Selected passage:
++++++++++++++++++++

As the one-take production did not benefit from the input of a sound engineer, their giggly voices tended to echo through the relatively empty and surprisingly neat space. Sarah had the habit of dragging her feet, so the cluck-cluck of her short block-heels would interject her selling, even when she went off-screen or as she came back on. This continued even when she was in a pair of slides and, later, sneakers (since Fayth does not sell footwear, it is possible the hosts wore their own. The effort looked like an afterthought). Everything they tried was perfect: not too long, not too short; and all the dresses kept to one silhouette: tented. The girls changed and showed off the clothes with palpable delight, sometimes shaking their bodies, as if to prove that what they wore were truly hanging loosely. And if that was not enough, they encouraged each other to twirl. In fact, any dress that was not form-fitting was described with one word—“flowy”.

++++++++++++++++++++

Task prompt:
Please name the single word that the passage above says was used to describe any dress that was not form-fitting.

++++++++++++++++++++

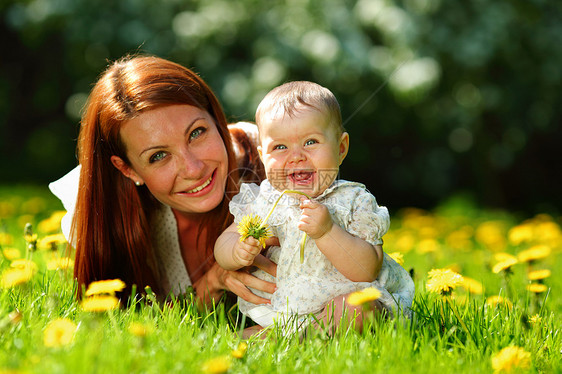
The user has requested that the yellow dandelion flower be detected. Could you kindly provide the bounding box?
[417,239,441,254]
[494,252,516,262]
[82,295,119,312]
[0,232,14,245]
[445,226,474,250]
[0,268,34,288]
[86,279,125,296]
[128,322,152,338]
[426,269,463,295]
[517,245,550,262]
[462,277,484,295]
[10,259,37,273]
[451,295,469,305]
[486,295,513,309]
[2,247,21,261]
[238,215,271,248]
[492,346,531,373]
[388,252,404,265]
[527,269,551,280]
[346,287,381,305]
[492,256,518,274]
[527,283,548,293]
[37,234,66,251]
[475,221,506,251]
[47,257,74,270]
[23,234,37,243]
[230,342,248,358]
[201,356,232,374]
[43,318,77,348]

++++++++++++++++++++

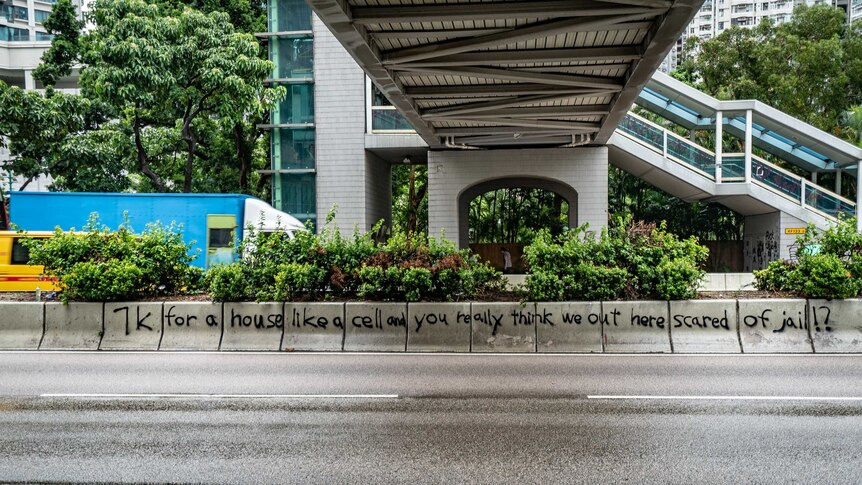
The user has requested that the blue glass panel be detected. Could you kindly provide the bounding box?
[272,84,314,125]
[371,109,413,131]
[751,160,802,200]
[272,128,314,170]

++++++++++++++++++++

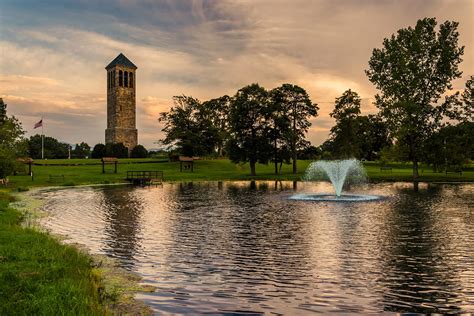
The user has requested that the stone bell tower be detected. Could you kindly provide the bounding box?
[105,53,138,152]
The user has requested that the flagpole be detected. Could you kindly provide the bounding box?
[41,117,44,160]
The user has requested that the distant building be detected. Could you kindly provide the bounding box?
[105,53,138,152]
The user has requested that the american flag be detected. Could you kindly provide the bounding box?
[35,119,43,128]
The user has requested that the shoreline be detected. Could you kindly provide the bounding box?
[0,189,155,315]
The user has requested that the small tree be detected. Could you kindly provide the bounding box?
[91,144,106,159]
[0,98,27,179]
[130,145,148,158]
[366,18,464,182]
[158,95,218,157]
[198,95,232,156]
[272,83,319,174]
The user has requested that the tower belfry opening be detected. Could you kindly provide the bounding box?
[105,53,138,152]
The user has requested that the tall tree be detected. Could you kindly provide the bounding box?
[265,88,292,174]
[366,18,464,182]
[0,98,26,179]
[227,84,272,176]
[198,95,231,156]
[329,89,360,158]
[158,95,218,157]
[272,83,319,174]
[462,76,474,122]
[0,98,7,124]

++++++++++++++++++++

Exercise response:
"Flowy"